--- start of Records for processing ---

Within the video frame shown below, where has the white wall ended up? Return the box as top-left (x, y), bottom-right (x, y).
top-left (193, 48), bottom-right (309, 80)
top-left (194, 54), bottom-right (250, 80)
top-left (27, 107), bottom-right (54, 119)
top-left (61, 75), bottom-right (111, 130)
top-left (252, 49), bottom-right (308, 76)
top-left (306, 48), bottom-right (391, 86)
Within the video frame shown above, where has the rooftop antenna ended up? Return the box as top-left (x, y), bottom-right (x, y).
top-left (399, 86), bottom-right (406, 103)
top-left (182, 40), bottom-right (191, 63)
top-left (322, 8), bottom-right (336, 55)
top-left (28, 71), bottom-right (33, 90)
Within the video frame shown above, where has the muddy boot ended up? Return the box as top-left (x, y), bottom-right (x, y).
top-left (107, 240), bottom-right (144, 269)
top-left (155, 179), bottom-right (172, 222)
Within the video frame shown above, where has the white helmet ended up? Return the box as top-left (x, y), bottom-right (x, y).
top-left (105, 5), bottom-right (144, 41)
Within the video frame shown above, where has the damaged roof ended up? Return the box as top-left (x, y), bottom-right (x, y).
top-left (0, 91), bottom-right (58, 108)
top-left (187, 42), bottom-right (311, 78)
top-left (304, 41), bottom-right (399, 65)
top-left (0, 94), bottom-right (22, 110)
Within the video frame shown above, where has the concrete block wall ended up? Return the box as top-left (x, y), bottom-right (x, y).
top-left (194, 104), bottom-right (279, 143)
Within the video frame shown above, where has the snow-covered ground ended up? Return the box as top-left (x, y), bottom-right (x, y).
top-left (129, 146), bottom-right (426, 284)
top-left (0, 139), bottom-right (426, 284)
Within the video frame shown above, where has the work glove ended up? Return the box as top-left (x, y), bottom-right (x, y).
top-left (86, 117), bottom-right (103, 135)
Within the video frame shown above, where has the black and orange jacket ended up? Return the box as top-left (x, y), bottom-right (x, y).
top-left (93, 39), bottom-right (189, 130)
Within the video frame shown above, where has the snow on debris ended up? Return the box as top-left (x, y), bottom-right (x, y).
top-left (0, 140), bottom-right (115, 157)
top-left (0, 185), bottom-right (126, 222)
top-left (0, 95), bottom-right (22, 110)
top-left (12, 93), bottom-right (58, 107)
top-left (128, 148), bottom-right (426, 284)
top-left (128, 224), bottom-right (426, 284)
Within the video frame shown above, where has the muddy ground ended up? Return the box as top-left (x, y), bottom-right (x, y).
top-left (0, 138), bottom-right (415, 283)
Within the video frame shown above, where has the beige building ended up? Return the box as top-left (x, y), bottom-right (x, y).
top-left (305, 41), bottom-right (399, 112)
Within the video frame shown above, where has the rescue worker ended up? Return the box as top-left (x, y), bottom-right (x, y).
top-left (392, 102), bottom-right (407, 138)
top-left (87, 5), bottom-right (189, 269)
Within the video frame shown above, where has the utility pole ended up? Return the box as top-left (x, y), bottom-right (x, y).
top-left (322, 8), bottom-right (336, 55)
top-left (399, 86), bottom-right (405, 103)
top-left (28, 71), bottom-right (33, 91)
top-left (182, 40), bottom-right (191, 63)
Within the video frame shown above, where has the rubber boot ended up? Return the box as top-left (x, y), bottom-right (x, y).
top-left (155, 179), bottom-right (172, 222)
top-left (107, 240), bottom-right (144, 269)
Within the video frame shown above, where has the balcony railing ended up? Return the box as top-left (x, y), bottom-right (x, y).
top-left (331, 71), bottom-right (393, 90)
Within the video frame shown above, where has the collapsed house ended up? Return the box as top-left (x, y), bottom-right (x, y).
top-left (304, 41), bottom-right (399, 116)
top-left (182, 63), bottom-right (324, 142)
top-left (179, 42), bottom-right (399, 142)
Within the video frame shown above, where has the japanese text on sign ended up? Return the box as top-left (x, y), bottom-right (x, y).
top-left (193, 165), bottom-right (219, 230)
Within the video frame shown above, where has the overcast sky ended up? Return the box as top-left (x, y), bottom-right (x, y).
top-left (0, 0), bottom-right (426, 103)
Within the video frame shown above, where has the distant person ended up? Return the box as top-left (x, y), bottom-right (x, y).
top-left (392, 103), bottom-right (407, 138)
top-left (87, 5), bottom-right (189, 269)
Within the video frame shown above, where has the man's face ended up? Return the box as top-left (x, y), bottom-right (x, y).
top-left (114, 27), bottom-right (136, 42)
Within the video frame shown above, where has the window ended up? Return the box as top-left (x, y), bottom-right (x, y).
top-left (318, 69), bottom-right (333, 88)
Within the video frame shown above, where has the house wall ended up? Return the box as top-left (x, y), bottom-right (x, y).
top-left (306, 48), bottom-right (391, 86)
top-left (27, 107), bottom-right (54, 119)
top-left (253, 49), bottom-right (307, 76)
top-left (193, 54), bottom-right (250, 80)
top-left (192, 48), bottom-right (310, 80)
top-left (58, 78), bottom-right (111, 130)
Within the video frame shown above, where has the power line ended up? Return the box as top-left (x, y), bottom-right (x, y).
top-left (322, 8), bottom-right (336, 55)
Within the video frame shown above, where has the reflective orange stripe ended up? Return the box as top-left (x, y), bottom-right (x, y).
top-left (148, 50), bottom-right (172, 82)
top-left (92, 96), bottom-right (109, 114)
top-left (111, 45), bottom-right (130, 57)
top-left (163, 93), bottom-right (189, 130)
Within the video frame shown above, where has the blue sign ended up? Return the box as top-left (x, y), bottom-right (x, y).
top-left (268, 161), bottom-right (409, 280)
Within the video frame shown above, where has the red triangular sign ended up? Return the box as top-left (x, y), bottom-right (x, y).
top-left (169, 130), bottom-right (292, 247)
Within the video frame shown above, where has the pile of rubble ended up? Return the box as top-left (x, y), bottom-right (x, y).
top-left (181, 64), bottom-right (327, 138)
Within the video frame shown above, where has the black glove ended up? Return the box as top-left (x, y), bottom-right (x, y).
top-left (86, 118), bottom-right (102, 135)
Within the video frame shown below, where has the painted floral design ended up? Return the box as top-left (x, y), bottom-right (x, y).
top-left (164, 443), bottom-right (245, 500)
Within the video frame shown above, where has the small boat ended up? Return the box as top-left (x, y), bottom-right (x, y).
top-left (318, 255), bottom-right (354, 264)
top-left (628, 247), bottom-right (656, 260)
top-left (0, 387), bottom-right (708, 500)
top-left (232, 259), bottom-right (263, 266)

--- end of Records for processing ---

Reproduce every line from the start of the records up to and including the line with "top-left (194, 104), bottom-right (279, 143)", requests included. Multiply each box coordinate in the answers by 0.95 and round it to a whole number, rounding halves up.

Solution to this task —
Within the video frame shown below, where has the white wall ended up? Return the box as top-left (x, y), bottom-right (x, y).
top-left (183, 46), bottom-right (294, 76)
top-left (184, 51), bottom-right (238, 76)
top-left (26, 102), bottom-right (51, 113)
top-left (58, 71), bottom-right (105, 124)
top-left (239, 47), bottom-right (293, 72)
top-left (291, 46), bottom-right (371, 82)
Within the video frame shown above, where has the rooftop antenna ended up? Return the box as top-left (x, y), bottom-right (x, y).
top-left (379, 82), bottom-right (386, 98)
top-left (173, 38), bottom-right (181, 60)
top-left (306, 8), bottom-right (319, 52)
top-left (27, 67), bottom-right (31, 86)
Within the video frame shown above, where has the muddy boot ended up? Return the box as top-left (x, y), bottom-right (x, y).
top-left (102, 228), bottom-right (137, 256)
top-left (147, 170), bottom-right (163, 211)
Within the video frame shown above, where has the white helmet ended up? Return the box as top-left (x, y), bottom-right (x, y).
top-left (100, 5), bottom-right (137, 39)
Within the video frame shown above, where has the damaged roof ended up? Return the box as top-left (x, y), bottom-right (x, y).
top-left (0, 86), bottom-right (55, 103)
top-left (178, 40), bottom-right (295, 74)
top-left (289, 39), bottom-right (379, 62)
top-left (0, 89), bottom-right (21, 105)
Within the video frame shown above, where has the concrete block wall ended up? Return the box as top-left (x, y), bottom-right (x, y).
top-left (184, 99), bottom-right (265, 136)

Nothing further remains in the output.